:: STATED EXERCISE ::
Reproduce the entries from the start through the line containing "[[188, 227]]", inclusive, together with their reviewer notes. Offset every point coordinate in the answers by 28, and leave all numbers in the notes unchanged.

:: DATASET ROWS ::
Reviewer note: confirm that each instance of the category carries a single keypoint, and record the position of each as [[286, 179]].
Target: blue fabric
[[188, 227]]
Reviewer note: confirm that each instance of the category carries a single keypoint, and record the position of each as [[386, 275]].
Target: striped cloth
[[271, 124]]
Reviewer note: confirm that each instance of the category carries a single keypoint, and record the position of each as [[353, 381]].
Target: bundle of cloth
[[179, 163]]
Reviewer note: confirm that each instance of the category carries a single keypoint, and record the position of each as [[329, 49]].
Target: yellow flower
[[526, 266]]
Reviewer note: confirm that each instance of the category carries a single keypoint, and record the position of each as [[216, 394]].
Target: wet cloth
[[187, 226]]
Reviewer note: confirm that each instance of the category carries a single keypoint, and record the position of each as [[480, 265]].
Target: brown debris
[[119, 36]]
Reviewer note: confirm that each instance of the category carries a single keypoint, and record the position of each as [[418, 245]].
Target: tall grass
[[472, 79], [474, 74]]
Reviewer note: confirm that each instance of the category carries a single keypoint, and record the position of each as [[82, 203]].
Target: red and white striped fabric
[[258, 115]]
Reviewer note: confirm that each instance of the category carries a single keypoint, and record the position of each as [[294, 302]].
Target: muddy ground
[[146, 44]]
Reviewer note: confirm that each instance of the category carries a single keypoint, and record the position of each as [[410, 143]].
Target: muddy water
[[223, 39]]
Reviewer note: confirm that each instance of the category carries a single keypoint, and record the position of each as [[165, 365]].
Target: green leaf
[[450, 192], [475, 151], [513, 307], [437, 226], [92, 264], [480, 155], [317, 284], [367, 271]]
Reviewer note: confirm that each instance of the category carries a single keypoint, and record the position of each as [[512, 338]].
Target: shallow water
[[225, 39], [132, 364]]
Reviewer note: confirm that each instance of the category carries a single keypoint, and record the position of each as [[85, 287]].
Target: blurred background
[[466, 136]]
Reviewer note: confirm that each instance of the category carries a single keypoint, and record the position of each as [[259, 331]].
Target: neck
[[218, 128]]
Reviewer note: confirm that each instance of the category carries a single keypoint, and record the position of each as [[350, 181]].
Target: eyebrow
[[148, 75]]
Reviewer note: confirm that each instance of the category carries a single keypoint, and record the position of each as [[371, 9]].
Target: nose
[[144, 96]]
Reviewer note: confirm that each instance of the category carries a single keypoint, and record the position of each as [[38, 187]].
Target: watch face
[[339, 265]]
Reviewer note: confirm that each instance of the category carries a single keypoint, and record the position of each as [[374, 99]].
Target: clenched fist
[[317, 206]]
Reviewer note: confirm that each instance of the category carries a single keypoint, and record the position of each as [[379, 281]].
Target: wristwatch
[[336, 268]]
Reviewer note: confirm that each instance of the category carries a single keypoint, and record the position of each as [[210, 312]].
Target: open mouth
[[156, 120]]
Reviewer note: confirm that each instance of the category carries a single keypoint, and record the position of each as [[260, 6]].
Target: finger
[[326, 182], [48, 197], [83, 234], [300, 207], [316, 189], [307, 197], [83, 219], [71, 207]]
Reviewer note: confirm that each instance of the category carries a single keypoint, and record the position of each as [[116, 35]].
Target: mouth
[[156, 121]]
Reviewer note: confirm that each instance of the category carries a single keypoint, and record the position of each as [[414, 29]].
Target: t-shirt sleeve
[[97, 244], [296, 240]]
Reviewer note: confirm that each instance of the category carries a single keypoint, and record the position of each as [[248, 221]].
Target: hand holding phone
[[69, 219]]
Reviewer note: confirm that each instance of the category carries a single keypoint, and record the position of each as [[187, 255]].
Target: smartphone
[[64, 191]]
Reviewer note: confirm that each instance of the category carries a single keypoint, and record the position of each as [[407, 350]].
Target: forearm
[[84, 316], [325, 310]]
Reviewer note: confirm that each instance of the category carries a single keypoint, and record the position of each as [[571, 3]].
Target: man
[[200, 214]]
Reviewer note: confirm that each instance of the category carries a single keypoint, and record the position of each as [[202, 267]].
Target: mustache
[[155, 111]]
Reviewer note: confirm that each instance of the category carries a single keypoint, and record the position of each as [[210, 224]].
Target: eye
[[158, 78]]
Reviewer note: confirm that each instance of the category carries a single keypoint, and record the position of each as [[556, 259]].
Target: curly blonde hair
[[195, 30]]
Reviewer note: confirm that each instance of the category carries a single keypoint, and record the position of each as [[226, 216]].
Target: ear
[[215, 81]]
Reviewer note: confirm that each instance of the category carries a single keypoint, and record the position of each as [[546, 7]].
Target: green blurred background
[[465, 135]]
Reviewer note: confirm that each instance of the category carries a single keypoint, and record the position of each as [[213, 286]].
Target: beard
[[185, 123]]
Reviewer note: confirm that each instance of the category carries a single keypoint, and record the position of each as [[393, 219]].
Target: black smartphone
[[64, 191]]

:: REPLY ::
Reviewer note: confirm that each instance of the category carries a single keypoint, and record the position of each as [[286, 179]].
Target: blue fabric
[[216, 255]]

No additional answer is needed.